▸ Selected passage:
┄┄┄┄┄┄

He was 20 and a member of the Israeli Defense Force, though part of the arm of the IDF that works on social projects, he said. Stationed in the West Bank, he approached a young man who was inexplicably standing in the middle of the street in 120-degree heat, unsure if he needed help.
Unfortunately the man was strapped head to toe with explosives, likely on a timer, and the young Palestinian detonated them just after embracing Mr. Golan. The explosion nearly took off his arm and he was in the hospital for six months.
“I woke up three weeks later in Haifa,” he recalled to the Observer last week, showing us the scars he still bares—even letting us touch the still submerged hunks of shrapnel that are now part of his arms, now that skin has grown over them.
“I got a whole new face!” he chuckled, stroking his own, soft cheek. The skin is taught and belies his war wounds, both emotional and physical. “The skin is grown in a lab,” he said.
Mr. Golan, 35, lives with his wife Tal, 34, and daughter Zoe in the Prospect Lefferts section of Brooklyn, now. The couple left Israel, first for Holland, then later for New York City, looking for “a place with less wars,” Mr. Golan said.
So they were surprised last week, when they learned there was one war here they never expected to have to fight in the U.S.: against censorship.
The artists intended to show shrapnel and bullets superimposed on images of children playing. They hope to eventually construct actual playgrounds for children out of cylindrical objects reminiscent of shrapnel and bullets.

┄┄┄┄┄┄

▸ Excerpted data:
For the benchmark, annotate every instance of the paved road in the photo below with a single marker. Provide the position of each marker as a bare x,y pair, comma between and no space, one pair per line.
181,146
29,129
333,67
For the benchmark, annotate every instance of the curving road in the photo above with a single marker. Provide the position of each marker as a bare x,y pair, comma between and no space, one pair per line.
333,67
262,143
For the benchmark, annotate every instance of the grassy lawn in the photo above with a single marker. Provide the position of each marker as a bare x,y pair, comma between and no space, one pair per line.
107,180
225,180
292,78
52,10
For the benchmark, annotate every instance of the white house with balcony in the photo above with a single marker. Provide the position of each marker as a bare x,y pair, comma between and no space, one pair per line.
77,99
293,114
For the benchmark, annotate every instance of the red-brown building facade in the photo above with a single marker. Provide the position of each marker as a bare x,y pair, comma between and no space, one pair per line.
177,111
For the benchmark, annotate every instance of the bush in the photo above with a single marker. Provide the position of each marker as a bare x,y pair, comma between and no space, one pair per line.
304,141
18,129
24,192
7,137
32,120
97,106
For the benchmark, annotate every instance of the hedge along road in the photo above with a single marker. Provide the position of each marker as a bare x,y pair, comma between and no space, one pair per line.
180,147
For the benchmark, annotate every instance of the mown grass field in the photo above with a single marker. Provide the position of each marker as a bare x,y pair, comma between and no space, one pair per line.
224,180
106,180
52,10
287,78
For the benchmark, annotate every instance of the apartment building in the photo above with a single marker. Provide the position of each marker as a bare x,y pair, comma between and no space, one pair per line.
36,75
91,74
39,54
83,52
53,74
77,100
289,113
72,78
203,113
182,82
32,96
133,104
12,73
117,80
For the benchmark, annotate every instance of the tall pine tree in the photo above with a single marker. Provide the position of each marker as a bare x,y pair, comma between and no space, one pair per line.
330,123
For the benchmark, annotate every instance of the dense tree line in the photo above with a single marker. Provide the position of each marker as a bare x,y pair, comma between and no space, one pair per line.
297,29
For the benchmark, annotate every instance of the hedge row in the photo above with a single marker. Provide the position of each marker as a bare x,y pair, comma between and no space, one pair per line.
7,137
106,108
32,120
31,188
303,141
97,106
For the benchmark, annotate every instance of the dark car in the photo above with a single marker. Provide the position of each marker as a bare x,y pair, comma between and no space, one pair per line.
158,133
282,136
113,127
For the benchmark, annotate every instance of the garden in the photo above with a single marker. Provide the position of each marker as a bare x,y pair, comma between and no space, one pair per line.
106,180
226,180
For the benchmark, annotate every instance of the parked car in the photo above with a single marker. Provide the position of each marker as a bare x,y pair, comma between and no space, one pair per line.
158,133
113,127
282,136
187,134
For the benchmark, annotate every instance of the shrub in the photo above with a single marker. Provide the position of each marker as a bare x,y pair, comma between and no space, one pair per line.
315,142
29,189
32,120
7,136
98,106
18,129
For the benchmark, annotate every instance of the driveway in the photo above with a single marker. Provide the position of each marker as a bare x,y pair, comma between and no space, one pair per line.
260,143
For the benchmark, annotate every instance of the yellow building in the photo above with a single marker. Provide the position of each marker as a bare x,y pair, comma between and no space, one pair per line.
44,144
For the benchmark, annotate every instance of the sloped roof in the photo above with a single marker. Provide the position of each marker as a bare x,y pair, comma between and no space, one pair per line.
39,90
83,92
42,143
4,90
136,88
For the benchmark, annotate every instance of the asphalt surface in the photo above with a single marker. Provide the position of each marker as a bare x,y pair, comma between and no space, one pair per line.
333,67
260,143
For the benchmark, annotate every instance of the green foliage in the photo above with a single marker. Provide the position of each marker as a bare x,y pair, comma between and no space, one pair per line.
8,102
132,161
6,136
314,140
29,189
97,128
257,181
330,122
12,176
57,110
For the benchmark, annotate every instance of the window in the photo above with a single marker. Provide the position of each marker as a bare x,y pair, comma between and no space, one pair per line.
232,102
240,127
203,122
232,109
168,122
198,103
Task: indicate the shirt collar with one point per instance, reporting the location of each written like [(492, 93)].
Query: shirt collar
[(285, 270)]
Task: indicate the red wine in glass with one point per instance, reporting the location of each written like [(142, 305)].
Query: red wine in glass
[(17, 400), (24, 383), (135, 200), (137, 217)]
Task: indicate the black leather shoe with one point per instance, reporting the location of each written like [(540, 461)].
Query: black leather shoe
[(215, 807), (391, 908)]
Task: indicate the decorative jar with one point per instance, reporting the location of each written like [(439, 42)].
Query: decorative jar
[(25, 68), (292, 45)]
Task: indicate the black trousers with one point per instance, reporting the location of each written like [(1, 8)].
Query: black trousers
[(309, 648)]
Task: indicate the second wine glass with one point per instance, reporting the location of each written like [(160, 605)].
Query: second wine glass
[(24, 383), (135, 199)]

┄┄┄┄┄┄

▸ Task requirements:
1. Reproduce the passage about Mr. Golan word for word, beginning at the words "He was 20 and" and stopping after "he needed help.".
2. Condense the paragraph of the passage about Mr. Golan that begins "Mr. Golan, 35, lives with his wife" into a short bulleted list that keeps its main facts.
The entries have no connection to the passage about Mr. Golan.

▸ Task answers:
1.
He was 20 and a member of the Israeli Defense Force, though part of the arm of the IDF that works on social projects, he said. Stationed in the West Bank, he approached a young man who was inexplicably standing in the middle of the street in 120-degree heat, unsure if he needed help.

2.
- Mr. Golan, 35, lives in the Prospect Lefferts section of Brooklyn with his wife Tal, 34, and their daughter Zoe.
- The couple left Israel for Holland, then moved to New York City.
- They were seeking "a place with less wars."